*** Task data ***
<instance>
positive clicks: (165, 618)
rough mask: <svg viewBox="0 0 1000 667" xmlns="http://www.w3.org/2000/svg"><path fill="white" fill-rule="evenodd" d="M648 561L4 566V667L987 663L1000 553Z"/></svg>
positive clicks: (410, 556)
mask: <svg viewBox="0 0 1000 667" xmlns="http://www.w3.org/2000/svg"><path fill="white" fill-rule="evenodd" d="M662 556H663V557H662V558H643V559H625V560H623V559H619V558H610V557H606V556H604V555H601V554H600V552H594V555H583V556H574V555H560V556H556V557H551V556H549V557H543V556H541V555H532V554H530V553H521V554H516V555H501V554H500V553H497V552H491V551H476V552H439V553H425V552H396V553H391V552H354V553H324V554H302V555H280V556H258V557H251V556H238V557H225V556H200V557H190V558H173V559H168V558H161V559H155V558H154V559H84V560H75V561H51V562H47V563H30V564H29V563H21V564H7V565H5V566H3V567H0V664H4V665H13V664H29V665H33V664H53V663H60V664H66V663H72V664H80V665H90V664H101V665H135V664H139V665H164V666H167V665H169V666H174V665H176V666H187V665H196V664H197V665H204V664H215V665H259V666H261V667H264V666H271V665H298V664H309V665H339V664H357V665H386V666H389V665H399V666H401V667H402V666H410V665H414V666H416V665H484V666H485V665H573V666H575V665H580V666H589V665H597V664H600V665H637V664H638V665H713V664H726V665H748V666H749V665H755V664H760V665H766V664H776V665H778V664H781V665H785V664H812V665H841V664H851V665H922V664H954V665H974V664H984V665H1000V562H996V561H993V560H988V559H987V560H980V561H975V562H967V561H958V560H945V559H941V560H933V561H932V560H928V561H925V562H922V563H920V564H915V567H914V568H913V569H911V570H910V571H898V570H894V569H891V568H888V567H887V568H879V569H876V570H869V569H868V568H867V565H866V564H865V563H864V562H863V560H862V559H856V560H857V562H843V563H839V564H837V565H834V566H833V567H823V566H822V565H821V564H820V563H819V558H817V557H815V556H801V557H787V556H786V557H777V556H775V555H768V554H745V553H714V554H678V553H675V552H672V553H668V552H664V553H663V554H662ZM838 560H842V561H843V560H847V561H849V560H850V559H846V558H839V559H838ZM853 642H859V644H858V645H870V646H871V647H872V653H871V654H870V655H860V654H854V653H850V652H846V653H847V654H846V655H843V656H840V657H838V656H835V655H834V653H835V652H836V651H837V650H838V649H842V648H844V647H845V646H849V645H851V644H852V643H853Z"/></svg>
*** End of Task data ***
- _Your assignment_
Quote verbatim every line of the records from the first line through the line containing "positive clicks: (410, 556)", both included.

- _Answer below_
<instance>
positive clicks: (165, 618)
rough mask: <svg viewBox="0 0 1000 667" xmlns="http://www.w3.org/2000/svg"><path fill="white" fill-rule="evenodd" d="M648 561L4 566V667L987 663L1000 553Z"/></svg>
positive clicks: (410, 556)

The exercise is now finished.